**Task inputs**
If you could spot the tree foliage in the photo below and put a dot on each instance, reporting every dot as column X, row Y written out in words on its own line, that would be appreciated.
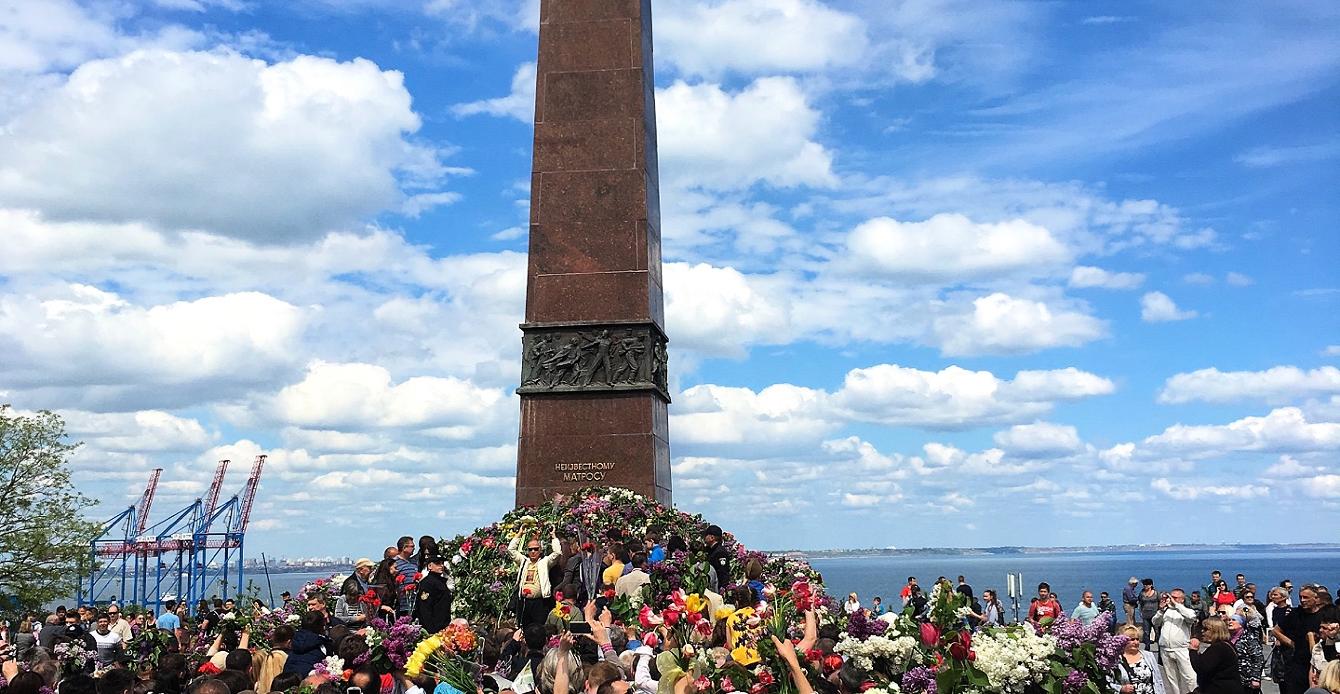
column 43, row 535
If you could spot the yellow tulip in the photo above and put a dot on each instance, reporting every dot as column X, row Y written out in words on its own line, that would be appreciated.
column 744, row 655
column 694, row 603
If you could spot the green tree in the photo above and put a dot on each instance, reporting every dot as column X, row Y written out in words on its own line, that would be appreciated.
column 43, row 535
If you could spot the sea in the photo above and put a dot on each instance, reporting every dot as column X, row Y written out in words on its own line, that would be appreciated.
column 1069, row 574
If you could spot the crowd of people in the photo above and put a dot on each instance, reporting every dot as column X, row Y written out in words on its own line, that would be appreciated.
column 1212, row 639
column 560, row 634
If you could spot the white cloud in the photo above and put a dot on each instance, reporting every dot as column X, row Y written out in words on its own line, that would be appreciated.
column 145, row 430
column 716, row 140
column 953, row 248
column 81, row 344
column 519, row 103
column 757, row 36
column 1289, row 468
column 40, row 36
column 1321, row 487
column 355, row 397
column 720, row 311
column 1285, row 429
column 1157, row 307
column 1191, row 491
column 724, row 418
column 1276, row 385
column 1005, row 324
column 1086, row 276
column 270, row 152
column 956, row 398
column 1041, row 440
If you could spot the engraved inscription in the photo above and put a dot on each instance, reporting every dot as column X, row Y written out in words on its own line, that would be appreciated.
column 583, row 472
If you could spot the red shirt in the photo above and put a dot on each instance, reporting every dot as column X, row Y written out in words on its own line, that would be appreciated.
column 1039, row 611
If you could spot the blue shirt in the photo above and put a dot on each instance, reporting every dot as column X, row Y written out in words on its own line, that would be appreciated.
column 1084, row 614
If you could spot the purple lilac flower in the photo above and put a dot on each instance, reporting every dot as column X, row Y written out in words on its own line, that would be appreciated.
column 1074, row 682
column 919, row 679
column 862, row 629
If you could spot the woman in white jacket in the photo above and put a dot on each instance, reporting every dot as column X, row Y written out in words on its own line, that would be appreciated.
column 533, row 592
column 1136, row 670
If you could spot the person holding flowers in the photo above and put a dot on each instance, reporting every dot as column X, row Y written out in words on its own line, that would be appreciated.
column 535, row 592
column 433, row 607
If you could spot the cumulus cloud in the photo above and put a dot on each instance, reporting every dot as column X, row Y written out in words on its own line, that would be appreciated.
column 145, row 430
column 1285, row 429
column 519, row 103
column 358, row 397
column 718, row 140
column 1000, row 323
column 1157, row 307
column 270, row 152
column 1183, row 491
column 1276, row 385
column 1087, row 276
column 957, row 398
column 87, row 346
column 740, row 421
column 757, row 36
column 953, row 248
column 1041, row 440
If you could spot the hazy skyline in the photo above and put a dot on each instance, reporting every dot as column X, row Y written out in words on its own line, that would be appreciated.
column 937, row 272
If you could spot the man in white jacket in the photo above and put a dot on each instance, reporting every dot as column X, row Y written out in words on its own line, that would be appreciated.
column 532, row 579
column 1174, row 620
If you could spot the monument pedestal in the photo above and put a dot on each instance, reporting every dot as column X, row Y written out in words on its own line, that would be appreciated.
column 594, row 387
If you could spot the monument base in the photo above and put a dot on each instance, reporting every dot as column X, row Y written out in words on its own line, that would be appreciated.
column 576, row 440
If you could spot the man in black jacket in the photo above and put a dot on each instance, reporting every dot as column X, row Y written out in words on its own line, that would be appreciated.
column 717, row 556
column 433, row 608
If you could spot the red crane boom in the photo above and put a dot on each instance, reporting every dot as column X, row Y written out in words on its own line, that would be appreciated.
column 146, row 501
column 249, row 492
column 212, row 496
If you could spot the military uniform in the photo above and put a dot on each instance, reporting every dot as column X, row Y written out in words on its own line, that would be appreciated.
column 433, row 608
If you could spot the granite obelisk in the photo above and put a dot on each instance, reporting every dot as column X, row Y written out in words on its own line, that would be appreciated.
column 594, row 390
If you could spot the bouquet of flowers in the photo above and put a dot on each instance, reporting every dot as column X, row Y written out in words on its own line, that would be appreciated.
column 445, row 657
column 390, row 646
column 149, row 645
column 483, row 571
column 73, row 657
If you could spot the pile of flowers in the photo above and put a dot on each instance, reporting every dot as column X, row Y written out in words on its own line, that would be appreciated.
column 483, row 571
column 390, row 646
column 446, row 657
column 938, row 653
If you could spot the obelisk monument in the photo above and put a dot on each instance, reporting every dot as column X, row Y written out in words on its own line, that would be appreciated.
column 594, row 389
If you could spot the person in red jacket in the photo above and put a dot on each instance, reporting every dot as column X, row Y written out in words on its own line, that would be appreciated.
column 1045, row 608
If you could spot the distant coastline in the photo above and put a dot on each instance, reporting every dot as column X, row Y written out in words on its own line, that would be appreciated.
column 256, row 572
column 1016, row 551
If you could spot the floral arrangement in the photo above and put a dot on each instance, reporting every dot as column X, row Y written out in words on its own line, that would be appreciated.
column 73, row 657
column 331, row 669
column 940, row 654
column 446, row 657
column 483, row 572
column 389, row 646
column 149, row 645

**What to work on**
Repeat verbatim the items from the line that contains "If you could spot the bouquet" up to and including the line that contains "column 1016, row 551".

**Correct answer**
If you could spot the bouquet of flowers in the photo above and put a dot on each instance, reporting every dot as column X, row Y written out in words on its own line, that would be appreciated.
column 445, row 657
column 390, row 646
column 149, row 645
column 483, row 571
column 73, row 657
If you could spot the pile of flowers in the photo above and put a dot on each instance, reporting every dot as column X, row Y written out in words on its own line, that would be appreciated.
column 483, row 571
column 390, row 646
column 446, row 657
column 938, row 653
If you could spot the obelisk monument in the photo above and put a dot on each instance, reporting every dot as column X, row Y written out in words on its own line, that would be appreciated.
column 594, row 389
If you could spot the person in red jacket in the photo above and put a dot on each instance, reporting every dot as column X, row Y written out in words on its own line, that would be appreciated.
column 1045, row 608
If you could spot the distant coastline in the photo above and put a dot on each instance, reporting every dot as column X, row Y written out in words on its own line, that would be appreciated.
column 256, row 572
column 1016, row 551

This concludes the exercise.